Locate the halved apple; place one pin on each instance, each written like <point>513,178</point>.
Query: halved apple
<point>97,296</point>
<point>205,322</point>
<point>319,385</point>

────────

Reproduce the material above line for line, leaving every character unchanged.

→ Result for this exercise:
Locate the halved apple; place one pin on each instance, each written like <point>513,178</point>.
Query: halved apple
<point>97,296</point>
<point>205,322</point>
<point>319,385</point>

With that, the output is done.